> _What you are asked to do_:
Filter the lines below, copying only those with the string "Expected".

> _Records to process_:
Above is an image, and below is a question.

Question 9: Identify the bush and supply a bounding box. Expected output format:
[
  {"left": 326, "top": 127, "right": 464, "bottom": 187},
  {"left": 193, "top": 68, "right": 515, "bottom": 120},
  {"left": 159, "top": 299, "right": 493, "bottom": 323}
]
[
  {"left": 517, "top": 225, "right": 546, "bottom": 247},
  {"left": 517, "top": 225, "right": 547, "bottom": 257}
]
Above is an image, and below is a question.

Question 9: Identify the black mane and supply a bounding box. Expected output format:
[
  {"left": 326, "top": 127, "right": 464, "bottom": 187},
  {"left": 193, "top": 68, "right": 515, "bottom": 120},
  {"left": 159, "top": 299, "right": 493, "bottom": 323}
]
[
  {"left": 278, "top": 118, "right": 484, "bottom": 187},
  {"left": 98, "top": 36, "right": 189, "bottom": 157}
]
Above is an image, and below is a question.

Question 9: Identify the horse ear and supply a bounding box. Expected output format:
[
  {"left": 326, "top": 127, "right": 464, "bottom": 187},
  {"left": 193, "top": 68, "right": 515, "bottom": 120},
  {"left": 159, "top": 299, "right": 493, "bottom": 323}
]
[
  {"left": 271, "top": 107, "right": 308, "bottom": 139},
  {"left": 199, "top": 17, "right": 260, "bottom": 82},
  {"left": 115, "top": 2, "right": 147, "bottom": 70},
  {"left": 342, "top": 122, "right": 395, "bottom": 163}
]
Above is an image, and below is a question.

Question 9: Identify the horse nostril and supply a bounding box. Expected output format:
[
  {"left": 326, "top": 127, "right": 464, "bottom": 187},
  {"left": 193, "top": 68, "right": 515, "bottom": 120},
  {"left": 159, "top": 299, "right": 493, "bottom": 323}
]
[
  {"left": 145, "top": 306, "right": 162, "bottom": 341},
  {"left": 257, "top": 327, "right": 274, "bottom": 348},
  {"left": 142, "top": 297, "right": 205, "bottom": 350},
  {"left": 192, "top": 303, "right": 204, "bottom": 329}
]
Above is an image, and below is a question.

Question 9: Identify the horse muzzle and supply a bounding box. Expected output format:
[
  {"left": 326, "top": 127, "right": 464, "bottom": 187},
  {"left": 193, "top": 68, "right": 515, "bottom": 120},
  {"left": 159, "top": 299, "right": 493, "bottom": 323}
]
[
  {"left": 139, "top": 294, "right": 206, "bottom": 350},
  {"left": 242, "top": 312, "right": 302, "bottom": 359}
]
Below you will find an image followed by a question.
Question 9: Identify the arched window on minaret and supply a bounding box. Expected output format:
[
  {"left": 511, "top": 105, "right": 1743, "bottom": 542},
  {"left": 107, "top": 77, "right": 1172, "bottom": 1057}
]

> _Task answer_:
Question 9: Identify the bush and supply a bounding box. Expected output format:
Question 9: Identify the black mane and supply a bounding box. Expected output format:
Question 9: Identify the horse ear and supply a bounding box. Expected output format:
Question 9: Identify the horse nostril and supply a bounding box. Expected output format:
Question 9: Identify the horse muzzle and supply a bounding box. Expected output format:
Question 9: Identify the arched window on minaret and supply a bounding box. Expected output format:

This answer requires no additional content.